The crystals were subsequently flash-frozen in liquid nitrogen prior to data acquisition. The X-ray diffraction data of the complex crystals were collected in beamline 10U2 at Shanghai Synchrotron Radiation Facility (SSRF).

Determination and refinement of protein structure

Diffraction images were indexed and integrated with XDS54 or auto-processed by AutoPROC55 and Xia2_dials56 at SSRF. The HKL files were obtained by molecular replacement using the Phaser program from CCP4 crystallography package57 with as the search model. Refmac58 and Phenix59 were used to refine the structure. The model was further adjusted by COOT60. The crystallographic parameters of Protein A/n501, Protein A/VHH3-M1, Protein A/VHH3-M3 complex are shown in Supplementary Table S2. The related structural analysis figures were drawn by PyMOL61.

================

WORK TASK 1. According to the crystallography text, at which beamline and facility were the X-ray diffraction data of the complex crystals collected?
WORK TASK 2. Please mark each statement yes or no according to the crystallography text, and quote the words that decide it: (a) Diffraction images were indexed and integrated with XDS. (b) The model was further adjusted using PyMOL. (c) The crystals were flash-frozen in liquid nitrogen after data acquisition.
WORK TASK 3. In one to three sentences, state what the crystallography text says Refmac and Phenix were used for.

================

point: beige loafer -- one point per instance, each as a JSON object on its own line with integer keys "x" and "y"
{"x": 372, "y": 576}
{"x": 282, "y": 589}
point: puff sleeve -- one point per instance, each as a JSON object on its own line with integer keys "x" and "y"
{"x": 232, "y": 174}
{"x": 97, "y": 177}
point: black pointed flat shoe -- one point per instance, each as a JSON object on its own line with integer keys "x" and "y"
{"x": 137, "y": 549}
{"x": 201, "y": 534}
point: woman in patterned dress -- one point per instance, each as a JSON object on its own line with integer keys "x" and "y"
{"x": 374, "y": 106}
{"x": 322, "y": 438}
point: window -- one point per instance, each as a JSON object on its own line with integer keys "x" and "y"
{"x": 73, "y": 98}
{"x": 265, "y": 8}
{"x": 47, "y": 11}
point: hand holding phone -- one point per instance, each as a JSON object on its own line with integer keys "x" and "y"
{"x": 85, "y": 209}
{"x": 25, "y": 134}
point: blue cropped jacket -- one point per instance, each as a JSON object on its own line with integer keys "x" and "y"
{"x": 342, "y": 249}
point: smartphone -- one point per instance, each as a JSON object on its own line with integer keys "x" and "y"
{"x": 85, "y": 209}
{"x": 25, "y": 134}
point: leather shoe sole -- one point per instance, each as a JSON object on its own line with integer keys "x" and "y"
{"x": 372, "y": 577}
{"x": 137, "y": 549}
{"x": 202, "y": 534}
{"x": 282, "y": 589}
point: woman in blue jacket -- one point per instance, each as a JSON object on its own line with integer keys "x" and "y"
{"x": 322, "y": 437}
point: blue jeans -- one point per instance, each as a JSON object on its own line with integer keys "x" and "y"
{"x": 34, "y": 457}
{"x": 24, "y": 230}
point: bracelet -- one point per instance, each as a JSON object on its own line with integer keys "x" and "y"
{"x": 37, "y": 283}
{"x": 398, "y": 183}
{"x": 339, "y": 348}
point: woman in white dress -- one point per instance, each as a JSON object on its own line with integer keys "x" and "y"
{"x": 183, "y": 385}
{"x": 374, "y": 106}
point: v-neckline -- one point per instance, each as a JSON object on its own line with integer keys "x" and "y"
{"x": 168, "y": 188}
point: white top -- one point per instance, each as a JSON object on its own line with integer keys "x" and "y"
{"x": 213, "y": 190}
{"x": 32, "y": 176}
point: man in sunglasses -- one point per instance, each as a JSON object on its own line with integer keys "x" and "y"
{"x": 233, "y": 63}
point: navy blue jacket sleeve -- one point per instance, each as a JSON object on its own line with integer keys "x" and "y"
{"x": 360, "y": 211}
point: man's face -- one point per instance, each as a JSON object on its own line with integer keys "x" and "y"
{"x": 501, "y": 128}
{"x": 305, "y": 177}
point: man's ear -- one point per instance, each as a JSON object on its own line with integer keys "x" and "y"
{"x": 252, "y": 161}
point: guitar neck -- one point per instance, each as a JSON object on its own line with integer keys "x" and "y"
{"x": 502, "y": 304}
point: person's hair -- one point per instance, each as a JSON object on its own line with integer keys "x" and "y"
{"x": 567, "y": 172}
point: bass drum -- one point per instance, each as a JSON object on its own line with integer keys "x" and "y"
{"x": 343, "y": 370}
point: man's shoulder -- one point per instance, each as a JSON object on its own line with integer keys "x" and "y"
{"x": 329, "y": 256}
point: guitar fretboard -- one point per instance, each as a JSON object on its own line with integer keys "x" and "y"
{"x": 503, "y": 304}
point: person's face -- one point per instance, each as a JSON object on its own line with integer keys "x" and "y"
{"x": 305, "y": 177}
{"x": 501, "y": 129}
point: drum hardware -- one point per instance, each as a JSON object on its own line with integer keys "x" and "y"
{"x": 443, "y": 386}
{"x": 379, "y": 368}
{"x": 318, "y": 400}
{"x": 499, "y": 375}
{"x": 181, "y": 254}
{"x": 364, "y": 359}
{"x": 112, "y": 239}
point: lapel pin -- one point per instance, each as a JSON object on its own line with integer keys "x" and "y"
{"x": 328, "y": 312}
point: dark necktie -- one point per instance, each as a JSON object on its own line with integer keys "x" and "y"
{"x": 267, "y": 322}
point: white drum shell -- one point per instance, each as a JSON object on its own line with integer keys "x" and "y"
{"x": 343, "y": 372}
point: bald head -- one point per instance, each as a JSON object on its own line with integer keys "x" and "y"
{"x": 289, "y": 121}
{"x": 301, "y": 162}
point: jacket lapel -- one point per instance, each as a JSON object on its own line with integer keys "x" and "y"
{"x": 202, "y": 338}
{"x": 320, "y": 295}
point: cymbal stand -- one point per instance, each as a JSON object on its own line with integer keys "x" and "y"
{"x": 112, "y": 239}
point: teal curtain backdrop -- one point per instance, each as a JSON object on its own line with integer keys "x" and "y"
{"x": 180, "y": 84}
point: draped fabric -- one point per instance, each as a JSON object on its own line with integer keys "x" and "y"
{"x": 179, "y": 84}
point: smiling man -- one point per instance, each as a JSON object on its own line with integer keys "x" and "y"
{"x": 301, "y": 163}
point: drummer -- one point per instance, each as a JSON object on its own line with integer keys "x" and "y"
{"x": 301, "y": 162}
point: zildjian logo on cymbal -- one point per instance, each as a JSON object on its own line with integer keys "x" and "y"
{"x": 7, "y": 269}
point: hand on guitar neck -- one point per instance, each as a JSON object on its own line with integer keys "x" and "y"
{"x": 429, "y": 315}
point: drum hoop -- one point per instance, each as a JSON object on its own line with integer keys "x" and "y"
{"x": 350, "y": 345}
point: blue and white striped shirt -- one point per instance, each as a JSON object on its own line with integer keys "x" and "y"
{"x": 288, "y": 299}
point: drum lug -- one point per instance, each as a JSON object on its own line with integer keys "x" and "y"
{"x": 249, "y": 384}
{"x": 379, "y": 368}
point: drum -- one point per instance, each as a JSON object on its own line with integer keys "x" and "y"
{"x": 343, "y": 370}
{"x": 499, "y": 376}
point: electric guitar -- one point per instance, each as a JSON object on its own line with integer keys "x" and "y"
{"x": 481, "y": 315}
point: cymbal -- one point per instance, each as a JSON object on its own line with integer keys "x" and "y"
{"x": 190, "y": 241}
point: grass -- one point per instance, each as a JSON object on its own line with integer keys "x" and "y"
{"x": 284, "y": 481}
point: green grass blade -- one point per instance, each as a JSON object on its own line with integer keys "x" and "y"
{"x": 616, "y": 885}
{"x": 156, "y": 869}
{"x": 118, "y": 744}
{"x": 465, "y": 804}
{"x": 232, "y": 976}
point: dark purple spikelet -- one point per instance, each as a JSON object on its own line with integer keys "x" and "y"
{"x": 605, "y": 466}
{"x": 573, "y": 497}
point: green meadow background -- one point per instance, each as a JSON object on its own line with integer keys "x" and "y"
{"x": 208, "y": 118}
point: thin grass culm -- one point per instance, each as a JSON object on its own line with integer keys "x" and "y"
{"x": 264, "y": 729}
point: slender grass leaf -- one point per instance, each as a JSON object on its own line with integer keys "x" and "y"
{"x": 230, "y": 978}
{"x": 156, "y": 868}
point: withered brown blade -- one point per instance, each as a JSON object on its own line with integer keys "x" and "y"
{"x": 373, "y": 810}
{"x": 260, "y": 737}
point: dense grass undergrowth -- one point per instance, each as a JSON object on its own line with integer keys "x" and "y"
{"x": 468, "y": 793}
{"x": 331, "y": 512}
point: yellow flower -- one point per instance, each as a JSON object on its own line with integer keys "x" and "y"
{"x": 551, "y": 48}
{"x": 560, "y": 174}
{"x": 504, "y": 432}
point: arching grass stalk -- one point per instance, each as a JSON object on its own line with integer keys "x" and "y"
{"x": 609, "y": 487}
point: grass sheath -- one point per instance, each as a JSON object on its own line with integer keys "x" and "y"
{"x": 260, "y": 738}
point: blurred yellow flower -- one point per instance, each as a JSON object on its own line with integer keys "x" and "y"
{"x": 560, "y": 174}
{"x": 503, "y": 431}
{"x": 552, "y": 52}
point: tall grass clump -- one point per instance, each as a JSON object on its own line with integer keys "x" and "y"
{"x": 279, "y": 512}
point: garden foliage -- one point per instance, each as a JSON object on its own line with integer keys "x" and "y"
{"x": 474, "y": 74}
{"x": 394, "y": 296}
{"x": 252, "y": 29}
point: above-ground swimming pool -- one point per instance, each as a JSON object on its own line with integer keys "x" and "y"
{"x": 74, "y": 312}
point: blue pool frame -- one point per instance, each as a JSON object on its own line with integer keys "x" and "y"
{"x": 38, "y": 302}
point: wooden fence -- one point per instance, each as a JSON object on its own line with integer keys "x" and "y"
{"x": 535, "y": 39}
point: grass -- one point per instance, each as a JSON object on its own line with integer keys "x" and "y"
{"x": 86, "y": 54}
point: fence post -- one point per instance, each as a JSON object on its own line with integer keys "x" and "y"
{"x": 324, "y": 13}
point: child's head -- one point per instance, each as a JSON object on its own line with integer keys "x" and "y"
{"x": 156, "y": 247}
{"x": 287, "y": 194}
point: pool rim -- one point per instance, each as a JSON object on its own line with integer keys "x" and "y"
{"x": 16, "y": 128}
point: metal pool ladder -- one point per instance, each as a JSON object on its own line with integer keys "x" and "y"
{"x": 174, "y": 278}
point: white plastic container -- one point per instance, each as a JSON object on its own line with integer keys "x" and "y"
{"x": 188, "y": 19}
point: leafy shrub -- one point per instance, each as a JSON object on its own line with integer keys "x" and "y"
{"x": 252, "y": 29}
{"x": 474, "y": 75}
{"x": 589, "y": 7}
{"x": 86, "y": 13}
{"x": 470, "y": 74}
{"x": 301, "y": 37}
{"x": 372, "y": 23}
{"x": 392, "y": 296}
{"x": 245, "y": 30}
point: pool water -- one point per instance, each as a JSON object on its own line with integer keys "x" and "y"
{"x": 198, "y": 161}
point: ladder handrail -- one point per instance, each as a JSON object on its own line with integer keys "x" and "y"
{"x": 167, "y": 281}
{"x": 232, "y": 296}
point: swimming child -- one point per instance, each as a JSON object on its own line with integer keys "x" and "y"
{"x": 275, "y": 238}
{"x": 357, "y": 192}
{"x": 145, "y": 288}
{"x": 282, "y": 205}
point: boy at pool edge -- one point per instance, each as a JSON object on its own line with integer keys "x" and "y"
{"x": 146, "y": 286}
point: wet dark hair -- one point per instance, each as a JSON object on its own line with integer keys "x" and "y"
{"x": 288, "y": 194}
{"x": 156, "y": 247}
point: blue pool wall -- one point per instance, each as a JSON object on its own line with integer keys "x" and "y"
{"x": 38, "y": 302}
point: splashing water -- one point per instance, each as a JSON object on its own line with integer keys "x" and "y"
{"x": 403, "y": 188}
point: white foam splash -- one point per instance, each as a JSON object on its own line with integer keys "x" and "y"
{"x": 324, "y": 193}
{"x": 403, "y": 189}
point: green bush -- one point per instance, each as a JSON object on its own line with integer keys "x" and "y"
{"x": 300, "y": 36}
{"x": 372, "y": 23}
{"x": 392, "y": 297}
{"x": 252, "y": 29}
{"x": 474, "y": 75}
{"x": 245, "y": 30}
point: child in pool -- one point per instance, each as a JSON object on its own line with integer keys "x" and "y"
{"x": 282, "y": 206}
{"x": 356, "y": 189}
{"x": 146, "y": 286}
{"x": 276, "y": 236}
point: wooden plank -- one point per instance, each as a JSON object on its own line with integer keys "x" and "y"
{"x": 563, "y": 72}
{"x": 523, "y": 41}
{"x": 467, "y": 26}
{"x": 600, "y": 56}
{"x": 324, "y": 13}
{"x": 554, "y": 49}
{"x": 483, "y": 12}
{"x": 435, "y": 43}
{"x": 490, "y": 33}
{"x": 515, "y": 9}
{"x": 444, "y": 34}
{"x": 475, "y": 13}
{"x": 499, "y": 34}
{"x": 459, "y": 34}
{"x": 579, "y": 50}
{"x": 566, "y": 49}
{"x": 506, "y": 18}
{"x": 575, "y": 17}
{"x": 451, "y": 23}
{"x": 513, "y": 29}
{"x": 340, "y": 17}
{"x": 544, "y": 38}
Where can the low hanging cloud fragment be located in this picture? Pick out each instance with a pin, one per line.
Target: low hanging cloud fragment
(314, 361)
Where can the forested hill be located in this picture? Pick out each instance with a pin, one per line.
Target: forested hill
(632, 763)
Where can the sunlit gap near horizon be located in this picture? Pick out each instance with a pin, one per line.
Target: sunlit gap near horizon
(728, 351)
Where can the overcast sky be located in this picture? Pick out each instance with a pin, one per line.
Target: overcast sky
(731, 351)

================

TASK RESPONSE 1. Beamline 10U2 at Shanghai Synchrotron Radiation Facility (SSRF).

TASK RESPONSE 2.
(a) Yes: "indexed and integrated with XDS"
(b) No: "The model was further adjusted by COOT"
(c) No: "flash-frozen in liquid nitrogen prior to data acquisition"

TASK RESPONSE 3. Refmac and Phenix were used to refine the protein structure.